> **Extract to read**:
# My new website, could i get jobs with this?



## P-A NILSSON

Hello,

My name is Per-Anders Nilsson and i am a composer from Sweden. 

I recently made a website and really would like to know what you guys think? 

www.panilssonmusic.com



//P-A


----------



## mc_deli

At last, someone listing Epidemic sound... the first composer I have seen in the wild...

You probably don't want to answer, and may not be able to, but is the ES stuff royalty free and 150 a track as hinted elsewhere?

(I should confess, I am not an ES fan. That they have a big deal with YLE in Finland is bad news for Finnish composers etc etc plus so many other TV companies blah blah I am like a stuck record)


----------



## Jdiggity1

It's looking good Per! Squarespace always looks great for portfolios.
2 things I would do though... Optimise the graphic in the "music" header by reducing the file size. Maybe re-export it as a medium-quality jpeg or use an online tool like optimizilla.com. It took a while to load for me so at first I thought you had forgotten to put an image there completely.

(Dataset records on object locations)

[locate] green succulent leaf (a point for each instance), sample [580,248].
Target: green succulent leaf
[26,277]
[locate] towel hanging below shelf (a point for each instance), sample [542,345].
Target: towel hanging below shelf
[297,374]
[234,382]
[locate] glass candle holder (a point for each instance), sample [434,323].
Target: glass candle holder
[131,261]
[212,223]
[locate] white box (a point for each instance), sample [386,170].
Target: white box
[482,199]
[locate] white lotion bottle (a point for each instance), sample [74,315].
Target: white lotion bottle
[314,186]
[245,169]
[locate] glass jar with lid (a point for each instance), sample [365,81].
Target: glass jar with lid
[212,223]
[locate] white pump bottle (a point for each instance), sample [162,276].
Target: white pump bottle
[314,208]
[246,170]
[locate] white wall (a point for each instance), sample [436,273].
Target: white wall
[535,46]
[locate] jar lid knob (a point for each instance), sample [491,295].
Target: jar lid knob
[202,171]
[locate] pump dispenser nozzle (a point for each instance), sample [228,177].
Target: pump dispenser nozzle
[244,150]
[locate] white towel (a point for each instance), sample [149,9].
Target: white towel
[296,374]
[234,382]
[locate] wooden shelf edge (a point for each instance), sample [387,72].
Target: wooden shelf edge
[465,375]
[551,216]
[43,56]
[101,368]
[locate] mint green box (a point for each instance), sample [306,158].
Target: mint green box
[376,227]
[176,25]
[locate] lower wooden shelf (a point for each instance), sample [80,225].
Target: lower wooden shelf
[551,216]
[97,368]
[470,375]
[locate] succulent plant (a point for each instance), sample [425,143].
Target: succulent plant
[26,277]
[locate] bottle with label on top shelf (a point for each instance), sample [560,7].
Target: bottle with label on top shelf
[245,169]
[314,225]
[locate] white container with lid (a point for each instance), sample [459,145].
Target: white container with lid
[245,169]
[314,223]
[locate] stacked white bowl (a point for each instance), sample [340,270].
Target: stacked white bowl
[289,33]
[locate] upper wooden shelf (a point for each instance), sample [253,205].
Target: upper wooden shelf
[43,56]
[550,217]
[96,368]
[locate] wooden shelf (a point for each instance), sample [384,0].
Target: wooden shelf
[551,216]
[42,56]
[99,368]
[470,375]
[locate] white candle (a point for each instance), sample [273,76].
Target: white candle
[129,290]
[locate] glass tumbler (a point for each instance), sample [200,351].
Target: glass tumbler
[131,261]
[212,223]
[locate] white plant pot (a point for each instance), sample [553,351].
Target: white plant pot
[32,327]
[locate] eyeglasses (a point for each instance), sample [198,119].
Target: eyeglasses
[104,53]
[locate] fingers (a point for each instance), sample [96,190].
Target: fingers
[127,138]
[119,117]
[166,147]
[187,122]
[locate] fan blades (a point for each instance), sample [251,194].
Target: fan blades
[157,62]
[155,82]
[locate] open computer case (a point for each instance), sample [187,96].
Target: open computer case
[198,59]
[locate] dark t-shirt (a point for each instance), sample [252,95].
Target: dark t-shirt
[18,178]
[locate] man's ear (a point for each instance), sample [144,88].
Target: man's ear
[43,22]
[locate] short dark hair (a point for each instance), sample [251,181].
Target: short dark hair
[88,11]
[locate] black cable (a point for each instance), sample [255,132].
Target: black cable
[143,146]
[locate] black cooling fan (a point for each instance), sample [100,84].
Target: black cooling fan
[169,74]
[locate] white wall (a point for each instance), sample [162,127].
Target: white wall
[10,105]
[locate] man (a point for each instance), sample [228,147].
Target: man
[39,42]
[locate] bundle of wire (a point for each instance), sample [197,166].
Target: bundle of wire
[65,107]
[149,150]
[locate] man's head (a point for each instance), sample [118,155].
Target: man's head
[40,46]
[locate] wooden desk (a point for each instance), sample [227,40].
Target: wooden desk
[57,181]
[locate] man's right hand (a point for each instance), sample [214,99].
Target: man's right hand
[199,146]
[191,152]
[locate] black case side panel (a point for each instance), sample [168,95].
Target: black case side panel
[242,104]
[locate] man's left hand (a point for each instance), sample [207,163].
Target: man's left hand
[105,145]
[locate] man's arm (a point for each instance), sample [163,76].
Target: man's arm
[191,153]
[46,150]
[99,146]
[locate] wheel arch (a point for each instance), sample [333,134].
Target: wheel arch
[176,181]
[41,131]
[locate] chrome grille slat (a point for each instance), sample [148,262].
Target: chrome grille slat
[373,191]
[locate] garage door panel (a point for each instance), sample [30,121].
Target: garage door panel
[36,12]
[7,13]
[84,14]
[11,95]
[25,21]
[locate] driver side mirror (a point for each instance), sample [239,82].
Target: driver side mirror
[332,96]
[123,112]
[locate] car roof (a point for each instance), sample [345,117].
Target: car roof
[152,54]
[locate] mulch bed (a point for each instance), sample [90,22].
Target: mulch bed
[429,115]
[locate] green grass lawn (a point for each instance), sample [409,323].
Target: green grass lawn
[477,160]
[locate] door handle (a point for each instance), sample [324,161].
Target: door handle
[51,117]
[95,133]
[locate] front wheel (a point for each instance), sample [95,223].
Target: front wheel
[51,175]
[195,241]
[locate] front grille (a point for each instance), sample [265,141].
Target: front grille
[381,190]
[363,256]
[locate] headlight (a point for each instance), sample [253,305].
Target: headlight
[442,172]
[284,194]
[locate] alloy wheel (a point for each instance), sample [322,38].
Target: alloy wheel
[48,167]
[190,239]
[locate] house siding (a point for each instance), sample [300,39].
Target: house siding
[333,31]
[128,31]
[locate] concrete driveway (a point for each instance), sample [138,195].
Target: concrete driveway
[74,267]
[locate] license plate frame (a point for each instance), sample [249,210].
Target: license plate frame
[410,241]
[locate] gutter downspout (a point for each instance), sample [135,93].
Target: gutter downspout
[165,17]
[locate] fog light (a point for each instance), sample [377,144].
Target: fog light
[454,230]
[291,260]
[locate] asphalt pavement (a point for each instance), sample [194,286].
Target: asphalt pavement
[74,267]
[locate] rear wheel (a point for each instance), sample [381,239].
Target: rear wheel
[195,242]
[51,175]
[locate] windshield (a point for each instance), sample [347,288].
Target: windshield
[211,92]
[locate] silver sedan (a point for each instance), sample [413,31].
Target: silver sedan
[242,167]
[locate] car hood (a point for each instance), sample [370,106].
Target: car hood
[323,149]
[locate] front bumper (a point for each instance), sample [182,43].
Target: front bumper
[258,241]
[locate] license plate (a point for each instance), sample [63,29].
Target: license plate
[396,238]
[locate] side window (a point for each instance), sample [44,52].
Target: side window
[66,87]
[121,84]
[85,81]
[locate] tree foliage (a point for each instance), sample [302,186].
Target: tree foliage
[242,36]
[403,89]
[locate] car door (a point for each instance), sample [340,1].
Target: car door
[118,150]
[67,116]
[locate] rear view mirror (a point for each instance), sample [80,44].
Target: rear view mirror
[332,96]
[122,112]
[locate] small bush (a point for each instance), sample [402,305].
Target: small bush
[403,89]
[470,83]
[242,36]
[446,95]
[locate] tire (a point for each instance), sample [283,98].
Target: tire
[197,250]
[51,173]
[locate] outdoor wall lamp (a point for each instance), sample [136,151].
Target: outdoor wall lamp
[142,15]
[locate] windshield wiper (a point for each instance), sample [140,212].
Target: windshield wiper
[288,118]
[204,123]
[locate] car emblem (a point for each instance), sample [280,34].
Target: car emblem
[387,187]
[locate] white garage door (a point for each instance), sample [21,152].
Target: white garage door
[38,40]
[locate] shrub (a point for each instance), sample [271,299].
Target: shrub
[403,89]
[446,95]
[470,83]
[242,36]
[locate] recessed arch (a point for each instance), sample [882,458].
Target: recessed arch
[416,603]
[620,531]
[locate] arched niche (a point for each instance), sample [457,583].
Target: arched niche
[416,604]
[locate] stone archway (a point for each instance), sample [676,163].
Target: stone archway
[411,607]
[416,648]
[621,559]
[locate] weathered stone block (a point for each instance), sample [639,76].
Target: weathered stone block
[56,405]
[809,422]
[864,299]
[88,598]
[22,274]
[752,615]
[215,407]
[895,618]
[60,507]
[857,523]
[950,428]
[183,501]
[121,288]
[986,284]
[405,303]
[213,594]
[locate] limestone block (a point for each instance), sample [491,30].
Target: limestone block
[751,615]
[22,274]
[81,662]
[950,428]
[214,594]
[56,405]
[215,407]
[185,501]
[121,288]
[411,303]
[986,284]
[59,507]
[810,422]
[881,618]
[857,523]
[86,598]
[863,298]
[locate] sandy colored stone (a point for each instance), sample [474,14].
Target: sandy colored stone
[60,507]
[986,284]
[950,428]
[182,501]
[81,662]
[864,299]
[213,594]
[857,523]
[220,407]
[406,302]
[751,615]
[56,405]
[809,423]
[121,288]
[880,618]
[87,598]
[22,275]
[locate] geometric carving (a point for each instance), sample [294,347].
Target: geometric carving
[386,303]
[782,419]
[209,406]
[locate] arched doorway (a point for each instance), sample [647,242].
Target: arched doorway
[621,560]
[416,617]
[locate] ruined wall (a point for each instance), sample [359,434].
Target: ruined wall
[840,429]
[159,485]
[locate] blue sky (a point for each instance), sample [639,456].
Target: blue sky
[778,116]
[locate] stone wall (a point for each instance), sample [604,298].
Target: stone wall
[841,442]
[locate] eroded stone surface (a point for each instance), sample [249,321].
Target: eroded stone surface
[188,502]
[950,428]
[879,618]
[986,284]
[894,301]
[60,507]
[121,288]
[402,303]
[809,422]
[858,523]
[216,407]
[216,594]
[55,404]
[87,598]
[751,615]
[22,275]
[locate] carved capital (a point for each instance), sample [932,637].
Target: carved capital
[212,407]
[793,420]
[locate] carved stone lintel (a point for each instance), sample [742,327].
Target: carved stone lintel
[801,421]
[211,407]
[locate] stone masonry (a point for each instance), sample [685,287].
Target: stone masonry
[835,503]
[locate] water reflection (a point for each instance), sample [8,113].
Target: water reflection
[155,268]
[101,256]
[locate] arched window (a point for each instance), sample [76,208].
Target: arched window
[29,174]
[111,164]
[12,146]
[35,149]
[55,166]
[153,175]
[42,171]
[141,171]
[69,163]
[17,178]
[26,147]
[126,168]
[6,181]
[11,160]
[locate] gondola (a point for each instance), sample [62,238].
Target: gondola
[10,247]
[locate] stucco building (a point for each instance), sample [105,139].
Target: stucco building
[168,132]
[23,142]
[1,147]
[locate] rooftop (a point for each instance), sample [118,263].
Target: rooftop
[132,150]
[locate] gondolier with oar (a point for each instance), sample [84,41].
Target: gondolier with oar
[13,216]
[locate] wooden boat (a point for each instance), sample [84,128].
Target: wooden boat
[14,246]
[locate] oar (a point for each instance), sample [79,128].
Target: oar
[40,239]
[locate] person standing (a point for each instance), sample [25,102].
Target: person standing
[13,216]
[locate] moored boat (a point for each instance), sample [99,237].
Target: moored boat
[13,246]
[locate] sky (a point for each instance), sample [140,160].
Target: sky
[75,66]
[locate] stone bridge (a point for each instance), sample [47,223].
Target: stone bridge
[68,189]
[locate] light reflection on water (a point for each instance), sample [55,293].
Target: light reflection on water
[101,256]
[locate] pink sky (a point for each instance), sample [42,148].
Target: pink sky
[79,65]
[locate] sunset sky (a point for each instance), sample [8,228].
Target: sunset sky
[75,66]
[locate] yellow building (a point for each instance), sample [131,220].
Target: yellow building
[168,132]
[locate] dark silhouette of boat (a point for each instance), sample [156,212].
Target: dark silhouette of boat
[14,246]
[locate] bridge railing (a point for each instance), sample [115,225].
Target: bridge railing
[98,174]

> **Your instructions**: Set down the full forum thread above about the new composer website, word for word.

> **Correct result**:
# My new website, could i get jobs with this?



## P-A NILSSON

Hello,

My name is Per-Anders Nilsson and i am a composer from Sweden. 

I recently made a website and really would like to know what you guys think? 

www.panilssonmusic.com



//P-A


----------



## mc_deli

At last, someone listing Epidemic sound... the first composer I have seen in the wild...

You probably don't want to answer, and may not be able to, but is the ES stuff royalty free and 150 a track as hinted elsewhere?

(I should confess, I am not an ES fan. That they have a big deal with YLE in Finland is bad news for Finnish composers etc etc plus so many other TV companies blah blah I am like a stuck record)


----------



## Jdiggity1

It's looking good Per! Squarespace always looks great for portfolios.
2 things I would do though... Optimise the graphic in the "music" header by reducing the file size. Maybe re-export it as a medium-quality jpeg or use an online tool like optimizilla.com. It took a while to load for me so at first I thought you had forgotten to put an image there completely.